**Action item**:
Pick out and copy every line below that has the word "bathrobe".

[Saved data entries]

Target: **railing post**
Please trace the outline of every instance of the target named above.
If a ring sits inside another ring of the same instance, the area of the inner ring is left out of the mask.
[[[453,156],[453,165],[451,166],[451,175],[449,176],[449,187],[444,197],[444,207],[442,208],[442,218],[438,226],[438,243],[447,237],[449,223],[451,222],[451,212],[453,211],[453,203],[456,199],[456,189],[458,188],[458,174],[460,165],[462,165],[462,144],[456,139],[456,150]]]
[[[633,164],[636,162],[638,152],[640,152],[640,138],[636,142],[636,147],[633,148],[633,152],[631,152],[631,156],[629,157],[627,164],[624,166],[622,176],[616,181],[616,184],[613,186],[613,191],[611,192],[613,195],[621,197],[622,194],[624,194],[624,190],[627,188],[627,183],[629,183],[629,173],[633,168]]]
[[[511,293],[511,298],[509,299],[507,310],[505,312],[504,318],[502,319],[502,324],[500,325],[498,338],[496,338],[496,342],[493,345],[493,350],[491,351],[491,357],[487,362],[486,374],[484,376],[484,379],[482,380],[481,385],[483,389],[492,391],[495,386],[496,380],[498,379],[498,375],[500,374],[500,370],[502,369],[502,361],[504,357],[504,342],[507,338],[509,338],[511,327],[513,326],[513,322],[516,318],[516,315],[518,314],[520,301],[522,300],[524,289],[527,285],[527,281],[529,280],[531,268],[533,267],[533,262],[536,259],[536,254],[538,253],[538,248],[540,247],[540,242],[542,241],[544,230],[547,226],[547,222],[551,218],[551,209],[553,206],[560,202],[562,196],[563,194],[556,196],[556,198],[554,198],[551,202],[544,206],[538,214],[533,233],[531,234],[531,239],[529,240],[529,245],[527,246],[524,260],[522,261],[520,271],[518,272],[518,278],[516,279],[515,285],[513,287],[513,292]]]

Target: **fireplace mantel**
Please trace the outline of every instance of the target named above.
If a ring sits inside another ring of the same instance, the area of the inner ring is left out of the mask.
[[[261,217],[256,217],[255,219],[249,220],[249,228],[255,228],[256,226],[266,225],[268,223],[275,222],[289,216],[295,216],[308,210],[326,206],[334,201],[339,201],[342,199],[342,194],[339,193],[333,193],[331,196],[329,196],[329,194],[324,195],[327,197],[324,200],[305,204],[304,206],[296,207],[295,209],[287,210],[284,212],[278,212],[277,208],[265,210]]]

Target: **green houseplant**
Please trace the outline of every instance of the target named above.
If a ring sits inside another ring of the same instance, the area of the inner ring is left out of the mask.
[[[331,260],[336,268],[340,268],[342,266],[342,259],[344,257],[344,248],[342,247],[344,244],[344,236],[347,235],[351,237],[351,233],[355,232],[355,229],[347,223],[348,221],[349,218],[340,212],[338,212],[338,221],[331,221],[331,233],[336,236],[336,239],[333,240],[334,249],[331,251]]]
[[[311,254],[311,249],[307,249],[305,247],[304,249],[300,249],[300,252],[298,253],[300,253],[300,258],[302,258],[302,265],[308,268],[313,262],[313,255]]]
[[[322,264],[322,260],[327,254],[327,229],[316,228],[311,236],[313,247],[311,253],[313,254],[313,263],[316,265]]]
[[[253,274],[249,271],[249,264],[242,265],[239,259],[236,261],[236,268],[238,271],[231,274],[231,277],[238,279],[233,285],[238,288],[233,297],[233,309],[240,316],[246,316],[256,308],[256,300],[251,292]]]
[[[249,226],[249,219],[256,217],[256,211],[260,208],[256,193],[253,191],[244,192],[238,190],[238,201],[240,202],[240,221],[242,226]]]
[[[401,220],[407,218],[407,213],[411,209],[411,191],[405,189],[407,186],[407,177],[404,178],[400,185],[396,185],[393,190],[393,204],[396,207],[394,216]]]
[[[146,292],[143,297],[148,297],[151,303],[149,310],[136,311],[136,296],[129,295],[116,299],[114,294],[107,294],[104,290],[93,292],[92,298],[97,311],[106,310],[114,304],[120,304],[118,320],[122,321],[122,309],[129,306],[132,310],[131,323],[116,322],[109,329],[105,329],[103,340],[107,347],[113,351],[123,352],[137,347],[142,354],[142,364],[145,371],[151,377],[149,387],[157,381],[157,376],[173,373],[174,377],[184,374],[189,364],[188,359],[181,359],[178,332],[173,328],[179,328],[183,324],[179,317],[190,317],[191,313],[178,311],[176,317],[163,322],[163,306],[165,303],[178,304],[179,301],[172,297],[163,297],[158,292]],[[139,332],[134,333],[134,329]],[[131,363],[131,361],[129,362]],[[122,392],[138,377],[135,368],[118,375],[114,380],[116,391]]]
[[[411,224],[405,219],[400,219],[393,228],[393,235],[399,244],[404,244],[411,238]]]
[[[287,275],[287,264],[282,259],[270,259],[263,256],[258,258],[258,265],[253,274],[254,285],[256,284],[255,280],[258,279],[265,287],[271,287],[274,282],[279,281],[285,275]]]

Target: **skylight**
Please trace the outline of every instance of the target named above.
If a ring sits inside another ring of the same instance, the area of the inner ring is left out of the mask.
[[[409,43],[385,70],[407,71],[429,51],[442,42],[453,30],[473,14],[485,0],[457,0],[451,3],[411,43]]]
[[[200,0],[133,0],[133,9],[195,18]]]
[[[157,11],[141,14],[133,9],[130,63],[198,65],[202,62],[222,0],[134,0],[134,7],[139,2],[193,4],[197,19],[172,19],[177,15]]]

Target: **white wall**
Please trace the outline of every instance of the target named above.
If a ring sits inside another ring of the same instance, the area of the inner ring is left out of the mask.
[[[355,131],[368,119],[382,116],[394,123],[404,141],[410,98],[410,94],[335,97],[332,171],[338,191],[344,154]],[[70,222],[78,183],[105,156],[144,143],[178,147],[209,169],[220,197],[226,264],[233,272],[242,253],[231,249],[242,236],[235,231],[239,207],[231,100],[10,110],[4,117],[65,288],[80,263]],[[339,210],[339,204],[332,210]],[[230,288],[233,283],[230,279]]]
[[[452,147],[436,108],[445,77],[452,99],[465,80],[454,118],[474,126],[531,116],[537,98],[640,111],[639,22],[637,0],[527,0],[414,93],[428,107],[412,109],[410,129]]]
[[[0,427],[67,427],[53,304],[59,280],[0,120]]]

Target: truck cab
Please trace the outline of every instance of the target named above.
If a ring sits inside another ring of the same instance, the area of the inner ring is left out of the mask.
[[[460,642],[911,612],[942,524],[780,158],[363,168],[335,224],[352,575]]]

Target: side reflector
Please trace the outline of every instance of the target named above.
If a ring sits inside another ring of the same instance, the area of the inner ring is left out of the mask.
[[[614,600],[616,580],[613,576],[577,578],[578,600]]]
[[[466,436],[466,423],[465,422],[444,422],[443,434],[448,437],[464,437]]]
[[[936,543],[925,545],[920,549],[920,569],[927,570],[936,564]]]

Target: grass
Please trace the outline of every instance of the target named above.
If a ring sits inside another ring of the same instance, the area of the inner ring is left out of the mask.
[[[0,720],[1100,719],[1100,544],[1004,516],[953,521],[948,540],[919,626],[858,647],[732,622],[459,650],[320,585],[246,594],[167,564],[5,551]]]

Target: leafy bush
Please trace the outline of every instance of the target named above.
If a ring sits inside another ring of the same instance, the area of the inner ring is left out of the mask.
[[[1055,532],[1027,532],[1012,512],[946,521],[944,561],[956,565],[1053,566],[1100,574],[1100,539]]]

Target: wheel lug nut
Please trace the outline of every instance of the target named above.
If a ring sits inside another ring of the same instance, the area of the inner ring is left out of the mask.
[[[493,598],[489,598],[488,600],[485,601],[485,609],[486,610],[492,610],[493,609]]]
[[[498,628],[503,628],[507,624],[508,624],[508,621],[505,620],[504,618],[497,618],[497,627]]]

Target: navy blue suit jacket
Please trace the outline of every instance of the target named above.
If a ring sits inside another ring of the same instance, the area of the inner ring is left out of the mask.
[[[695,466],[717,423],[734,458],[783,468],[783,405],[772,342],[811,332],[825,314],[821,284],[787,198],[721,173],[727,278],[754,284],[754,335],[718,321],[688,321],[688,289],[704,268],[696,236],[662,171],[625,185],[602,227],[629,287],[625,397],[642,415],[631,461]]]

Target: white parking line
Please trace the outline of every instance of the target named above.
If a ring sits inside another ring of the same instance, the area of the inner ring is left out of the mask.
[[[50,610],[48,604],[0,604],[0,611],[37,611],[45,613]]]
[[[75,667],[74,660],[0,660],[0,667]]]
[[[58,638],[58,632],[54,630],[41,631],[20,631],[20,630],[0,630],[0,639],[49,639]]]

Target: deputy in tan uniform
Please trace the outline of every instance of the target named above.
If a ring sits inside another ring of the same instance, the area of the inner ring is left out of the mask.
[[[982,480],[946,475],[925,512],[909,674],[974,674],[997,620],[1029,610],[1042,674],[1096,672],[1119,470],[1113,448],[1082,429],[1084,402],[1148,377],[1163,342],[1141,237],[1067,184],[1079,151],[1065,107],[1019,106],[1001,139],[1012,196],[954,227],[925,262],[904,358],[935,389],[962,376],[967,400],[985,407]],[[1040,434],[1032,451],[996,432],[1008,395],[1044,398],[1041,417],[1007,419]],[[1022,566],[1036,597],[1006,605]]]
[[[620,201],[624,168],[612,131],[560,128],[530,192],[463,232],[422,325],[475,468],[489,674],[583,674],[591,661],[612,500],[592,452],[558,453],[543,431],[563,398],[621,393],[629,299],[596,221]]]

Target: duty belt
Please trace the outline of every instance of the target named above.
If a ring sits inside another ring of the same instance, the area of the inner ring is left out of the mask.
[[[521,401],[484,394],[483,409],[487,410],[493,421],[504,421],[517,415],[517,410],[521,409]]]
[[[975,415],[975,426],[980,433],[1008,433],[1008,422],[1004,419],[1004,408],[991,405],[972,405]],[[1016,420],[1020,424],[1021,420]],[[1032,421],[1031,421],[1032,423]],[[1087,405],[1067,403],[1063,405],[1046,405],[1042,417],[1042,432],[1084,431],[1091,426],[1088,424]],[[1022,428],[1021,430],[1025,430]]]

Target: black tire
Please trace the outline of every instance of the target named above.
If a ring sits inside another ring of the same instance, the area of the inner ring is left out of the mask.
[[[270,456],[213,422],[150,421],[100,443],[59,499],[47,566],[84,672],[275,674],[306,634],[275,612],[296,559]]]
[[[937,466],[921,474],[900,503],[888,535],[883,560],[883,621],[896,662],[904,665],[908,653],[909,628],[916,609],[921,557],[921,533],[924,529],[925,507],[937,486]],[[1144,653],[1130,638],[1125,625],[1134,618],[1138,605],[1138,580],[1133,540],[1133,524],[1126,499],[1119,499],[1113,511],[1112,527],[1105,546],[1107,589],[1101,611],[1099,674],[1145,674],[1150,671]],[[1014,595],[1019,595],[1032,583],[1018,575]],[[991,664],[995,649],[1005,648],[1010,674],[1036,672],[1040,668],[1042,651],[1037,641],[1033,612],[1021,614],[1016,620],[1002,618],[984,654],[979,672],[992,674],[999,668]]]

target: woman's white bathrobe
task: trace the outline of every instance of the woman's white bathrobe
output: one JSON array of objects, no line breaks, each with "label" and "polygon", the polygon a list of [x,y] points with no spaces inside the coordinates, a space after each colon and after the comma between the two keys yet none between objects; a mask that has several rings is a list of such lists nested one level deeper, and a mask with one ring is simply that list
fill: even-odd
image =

**Exercise output**:
target: woman's white bathrobe
task: trace the outline of every instance of the woman's white bathrobe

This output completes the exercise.